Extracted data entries
^^^^

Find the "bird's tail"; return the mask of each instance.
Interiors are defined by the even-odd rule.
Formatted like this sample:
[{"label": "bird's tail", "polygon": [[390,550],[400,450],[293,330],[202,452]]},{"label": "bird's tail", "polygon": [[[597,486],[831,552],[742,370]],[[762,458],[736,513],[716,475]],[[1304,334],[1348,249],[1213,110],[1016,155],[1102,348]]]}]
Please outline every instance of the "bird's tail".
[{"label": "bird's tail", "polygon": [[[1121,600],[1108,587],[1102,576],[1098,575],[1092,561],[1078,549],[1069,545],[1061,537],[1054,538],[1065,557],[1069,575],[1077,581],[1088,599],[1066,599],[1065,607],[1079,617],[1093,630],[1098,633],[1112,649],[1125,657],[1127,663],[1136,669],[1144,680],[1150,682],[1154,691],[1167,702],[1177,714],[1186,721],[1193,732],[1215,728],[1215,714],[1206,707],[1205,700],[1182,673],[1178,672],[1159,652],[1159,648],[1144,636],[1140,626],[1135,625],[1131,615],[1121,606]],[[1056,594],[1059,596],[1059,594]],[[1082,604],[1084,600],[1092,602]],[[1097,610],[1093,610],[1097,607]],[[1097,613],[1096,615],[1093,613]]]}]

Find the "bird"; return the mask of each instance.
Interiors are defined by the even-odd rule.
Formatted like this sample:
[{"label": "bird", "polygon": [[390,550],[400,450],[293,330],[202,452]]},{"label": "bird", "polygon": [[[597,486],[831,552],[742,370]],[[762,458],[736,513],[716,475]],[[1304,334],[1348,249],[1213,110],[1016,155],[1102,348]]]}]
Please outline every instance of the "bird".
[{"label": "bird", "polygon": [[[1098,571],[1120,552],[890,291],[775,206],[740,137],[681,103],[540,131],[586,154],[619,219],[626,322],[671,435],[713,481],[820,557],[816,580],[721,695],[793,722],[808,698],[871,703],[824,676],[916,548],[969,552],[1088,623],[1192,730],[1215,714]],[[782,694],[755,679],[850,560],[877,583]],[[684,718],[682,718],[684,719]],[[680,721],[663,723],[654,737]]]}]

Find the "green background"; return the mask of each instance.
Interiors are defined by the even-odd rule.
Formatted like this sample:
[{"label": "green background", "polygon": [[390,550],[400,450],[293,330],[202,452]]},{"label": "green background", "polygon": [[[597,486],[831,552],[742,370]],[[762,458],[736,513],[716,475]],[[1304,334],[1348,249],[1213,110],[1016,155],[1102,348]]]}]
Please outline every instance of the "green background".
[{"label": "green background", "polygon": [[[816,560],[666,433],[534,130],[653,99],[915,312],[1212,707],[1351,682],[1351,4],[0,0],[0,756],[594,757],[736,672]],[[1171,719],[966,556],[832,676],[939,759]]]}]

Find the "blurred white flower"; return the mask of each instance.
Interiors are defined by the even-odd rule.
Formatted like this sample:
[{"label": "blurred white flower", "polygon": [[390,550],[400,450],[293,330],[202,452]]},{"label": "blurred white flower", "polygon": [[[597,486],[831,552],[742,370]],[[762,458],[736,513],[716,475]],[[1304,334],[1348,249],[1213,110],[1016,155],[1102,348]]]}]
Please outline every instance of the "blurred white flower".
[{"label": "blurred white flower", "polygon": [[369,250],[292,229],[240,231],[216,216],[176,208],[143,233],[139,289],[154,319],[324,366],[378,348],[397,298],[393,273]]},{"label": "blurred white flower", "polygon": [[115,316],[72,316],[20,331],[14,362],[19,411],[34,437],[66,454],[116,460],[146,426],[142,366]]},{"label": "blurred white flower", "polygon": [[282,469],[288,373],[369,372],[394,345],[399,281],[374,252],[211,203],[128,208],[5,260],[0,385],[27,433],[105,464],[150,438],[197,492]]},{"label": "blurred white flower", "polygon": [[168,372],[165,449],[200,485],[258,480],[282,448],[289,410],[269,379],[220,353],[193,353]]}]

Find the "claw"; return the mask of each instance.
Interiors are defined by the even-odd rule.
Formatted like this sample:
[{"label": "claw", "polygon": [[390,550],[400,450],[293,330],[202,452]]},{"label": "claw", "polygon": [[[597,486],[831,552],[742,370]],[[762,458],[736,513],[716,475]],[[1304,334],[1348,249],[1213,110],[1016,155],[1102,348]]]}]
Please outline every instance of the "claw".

^^^^

■ AIM
Count the lines of the items above that contain the word "outline", and give only that number.

■ ANSWER FOR THE TASK
5